Material for this task:
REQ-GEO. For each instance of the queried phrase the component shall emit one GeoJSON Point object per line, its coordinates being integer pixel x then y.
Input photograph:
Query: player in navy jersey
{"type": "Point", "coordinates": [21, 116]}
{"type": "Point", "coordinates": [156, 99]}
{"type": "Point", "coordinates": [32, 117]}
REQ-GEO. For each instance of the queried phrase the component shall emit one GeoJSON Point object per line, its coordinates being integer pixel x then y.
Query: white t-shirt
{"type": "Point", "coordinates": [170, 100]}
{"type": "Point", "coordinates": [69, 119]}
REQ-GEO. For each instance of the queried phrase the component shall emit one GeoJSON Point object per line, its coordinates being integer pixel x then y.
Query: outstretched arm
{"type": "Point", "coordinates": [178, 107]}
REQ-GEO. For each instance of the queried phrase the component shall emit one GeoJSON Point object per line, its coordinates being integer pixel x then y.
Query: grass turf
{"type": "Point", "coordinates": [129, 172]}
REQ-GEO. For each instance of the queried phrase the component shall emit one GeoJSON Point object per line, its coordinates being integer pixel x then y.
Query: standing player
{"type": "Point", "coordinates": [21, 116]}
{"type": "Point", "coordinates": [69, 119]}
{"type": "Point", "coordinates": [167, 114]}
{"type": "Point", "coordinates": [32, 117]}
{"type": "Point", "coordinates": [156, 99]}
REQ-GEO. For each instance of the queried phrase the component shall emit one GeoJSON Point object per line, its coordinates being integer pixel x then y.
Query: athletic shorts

Work instructions: Repeat the listing above in full, exactly as given.

Written solution:
REQ-GEO. For each instance of the queried phrase the component shall emit one GeoJSON Point object per line, its coordinates being integer pixel x then y.
Input photograph:
Query: player in navy jersey
{"type": "Point", "coordinates": [21, 116]}
{"type": "Point", "coordinates": [156, 99]}
{"type": "Point", "coordinates": [32, 117]}
REQ-GEO. For each instance of the queried phrase the component shall emit one GeoJSON Point object per line, its coordinates being integer pixel x then y.
Query: white t-shirt
{"type": "Point", "coordinates": [170, 100]}
{"type": "Point", "coordinates": [69, 119]}
REQ-GEO. For each instance of the queried phrase the component shall emit one GeoJSON Point object per line, its coordinates being integer pixel x then y.
Query: outstretched arm
{"type": "Point", "coordinates": [178, 107]}
REQ-GEO. For each instance of the queried phrase the component shall emit one GeoJSON Point object per line, its coordinates being integer pixel x then y.
Query: grass turf
{"type": "Point", "coordinates": [129, 172]}
REQ-GEO. For each instance of the queried phrase the component shall emit one GeoJSON Point object per line, its coordinates being integer pixel x then y.
Query: standing player
{"type": "Point", "coordinates": [21, 116]}
{"type": "Point", "coordinates": [69, 119]}
{"type": "Point", "coordinates": [167, 114]}
{"type": "Point", "coordinates": [32, 117]}
{"type": "Point", "coordinates": [156, 99]}
REQ-GEO. For each instance of the queried phrase the component shall emit one GeoJSON Point object per line, its coordinates being integer pixel x then y.
Query: athletic shorts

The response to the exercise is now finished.